Aim of the task - Each entry below must be given again word for word, with no pictures.

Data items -
• • •

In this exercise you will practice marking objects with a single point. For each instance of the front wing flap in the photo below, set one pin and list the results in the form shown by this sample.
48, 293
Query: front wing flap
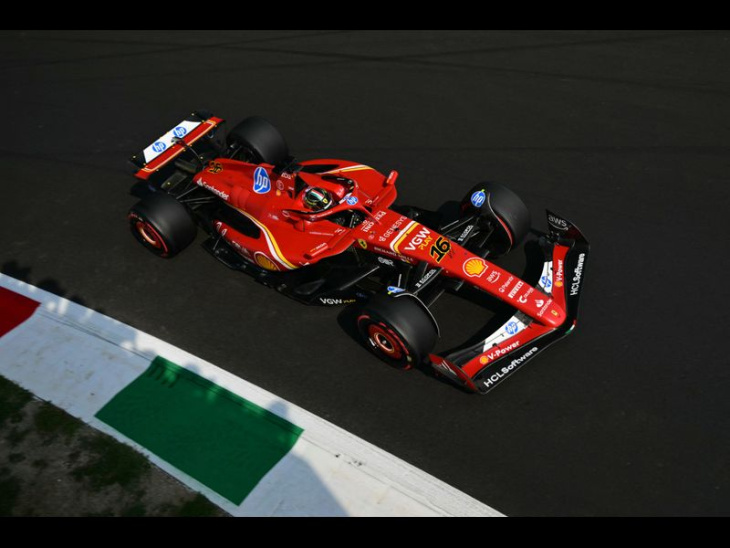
481, 367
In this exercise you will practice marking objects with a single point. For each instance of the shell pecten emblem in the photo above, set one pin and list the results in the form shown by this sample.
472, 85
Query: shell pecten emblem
474, 267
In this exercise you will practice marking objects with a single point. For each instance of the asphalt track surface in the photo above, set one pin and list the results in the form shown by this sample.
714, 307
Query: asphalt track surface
625, 133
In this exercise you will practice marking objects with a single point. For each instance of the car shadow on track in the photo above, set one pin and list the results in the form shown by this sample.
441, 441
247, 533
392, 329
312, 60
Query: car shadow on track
23, 273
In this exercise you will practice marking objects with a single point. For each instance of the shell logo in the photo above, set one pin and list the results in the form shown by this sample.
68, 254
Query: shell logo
474, 267
264, 262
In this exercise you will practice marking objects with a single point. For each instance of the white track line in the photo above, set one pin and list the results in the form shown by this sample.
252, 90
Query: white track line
79, 359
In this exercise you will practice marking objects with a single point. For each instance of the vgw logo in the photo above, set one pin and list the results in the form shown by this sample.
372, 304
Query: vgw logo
261, 181
478, 198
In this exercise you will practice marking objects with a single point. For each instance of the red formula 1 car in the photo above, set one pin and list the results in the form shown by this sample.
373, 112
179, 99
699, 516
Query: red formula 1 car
326, 232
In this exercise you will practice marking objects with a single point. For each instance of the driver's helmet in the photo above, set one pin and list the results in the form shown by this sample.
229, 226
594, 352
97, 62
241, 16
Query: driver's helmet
317, 199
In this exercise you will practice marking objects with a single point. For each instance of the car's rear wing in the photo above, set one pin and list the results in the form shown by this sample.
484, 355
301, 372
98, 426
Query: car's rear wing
170, 145
483, 366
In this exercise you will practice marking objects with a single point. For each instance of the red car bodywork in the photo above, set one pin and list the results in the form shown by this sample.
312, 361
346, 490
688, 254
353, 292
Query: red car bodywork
291, 237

• • •

Solution to this task -
In this exercise you will practice marking objects with a single point. For each instance of the front wing flap in the photo below, set one pin and list the results in the form shown by this sample.
48, 293
Query: front wing flap
481, 367
In this exercise you will practice marking objects with a single point. For each instance of the shell pecten emblem in the photo above, set one pin and list the results in the form shown by this sample.
472, 85
Query: shell pecten emblem
474, 267
In this exercise you will practice marking objects with a single point. For each instance of the asphalt track surface in the photo above, set one pin and list the results in the form shown by this sample.
714, 307
Query: asphalt track surface
625, 133
In this exercise you will practice marking objects with a single point. For each instance of the car shadow on track in the photo above, set one pin and list the results in the form shown by this sample.
441, 441
247, 533
392, 329
312, 60
Query: car shadow on track
23, 273
In this exercise you will practice marking objects with a single point. For each instance of the shell logo in the photo above, set one pin and list the results in the form shown by this sample.
68, 254
Query: shell logo
474, 267
264, 262
In this exercise you will practice marking objects with a single point. For each instance of the white track line in the photo above, set one pin and list the results in the form shown by this sample.
252, 90
Query: white track line
79, 359
In this exercise you will practice marking objects with a single point. For each instance of the vgw logo in the photo above, set one pin and list the results in the form shown by this sample.
372, 304
Query: vgw logo
261, 181
478, 198
In this exercise you will practice marking objects with a single point. For each instance of the red formula 1 car in the photo above, set one pin and list the results in the form shown by this sample.
373, 112
179, 99
699, 516
Query: red formula 1 car
326, 232
In this exercise you will practice marking objects with a single point. For each instance of the driver's helmet in the photo above, set one pin and list the results in the form shown by this sample.
229, 226
594, 352
97, 62
241, 16
Query: driver's helmet
317, 199
In this exercise you will practice marking objects with a single point. For each instance of the car's rear wing in the photo above, set one pin and list the results in the form shown by this sample.
484, 355
301, 372
98, 426
Query: car's rear wing
170, 145
483, 366
In this exercise you will practice marking objects with a single point. For each instance of the red car bodywork in the photo above, set one pin and list the results in the form shown by this sample.
312, 361
346, 490
688, 254
353, 292
Query: red car bodywork
291, 237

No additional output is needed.